_DIRECTIVE:_ Locate every line in the records below that contains the string "desk" and copy each such line in full.
** BEGIN RECORDS SHOWN **
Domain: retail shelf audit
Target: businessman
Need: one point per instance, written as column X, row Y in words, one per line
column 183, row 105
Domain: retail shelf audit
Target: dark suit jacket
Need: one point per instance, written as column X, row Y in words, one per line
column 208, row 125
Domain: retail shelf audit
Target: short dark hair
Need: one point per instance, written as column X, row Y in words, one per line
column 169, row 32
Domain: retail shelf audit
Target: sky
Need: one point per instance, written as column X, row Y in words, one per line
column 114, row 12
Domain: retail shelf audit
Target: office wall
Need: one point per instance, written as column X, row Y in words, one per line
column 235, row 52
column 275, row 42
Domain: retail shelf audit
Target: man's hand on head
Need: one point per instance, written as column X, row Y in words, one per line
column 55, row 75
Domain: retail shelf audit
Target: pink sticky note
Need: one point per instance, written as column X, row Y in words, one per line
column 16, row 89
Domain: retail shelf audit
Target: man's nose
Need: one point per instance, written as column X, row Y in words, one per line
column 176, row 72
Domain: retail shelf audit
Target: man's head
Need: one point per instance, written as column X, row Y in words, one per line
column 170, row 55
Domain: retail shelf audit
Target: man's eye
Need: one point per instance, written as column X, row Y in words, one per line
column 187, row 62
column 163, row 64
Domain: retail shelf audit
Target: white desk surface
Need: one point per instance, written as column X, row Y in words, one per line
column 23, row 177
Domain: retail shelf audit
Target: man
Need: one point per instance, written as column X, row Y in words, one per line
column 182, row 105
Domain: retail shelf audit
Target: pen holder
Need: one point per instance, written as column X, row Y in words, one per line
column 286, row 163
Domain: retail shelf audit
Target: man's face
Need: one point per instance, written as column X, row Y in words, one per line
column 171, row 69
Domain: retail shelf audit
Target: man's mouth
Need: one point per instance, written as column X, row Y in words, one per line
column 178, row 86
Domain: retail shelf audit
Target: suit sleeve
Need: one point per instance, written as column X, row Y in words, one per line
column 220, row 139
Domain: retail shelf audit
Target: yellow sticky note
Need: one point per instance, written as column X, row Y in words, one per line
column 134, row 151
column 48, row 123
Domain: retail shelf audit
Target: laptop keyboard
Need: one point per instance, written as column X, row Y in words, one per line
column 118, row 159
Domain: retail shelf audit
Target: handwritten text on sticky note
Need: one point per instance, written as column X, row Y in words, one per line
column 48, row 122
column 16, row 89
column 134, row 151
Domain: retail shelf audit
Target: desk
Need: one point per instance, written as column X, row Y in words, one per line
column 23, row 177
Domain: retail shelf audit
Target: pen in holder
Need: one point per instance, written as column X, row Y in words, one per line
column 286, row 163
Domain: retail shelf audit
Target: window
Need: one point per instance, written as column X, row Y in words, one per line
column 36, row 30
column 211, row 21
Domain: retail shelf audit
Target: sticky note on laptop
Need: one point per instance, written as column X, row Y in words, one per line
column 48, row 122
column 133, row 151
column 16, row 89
** END RECORDS SHOWN **
_IN RESPONSE:_
Target: white desk surface
Target: desk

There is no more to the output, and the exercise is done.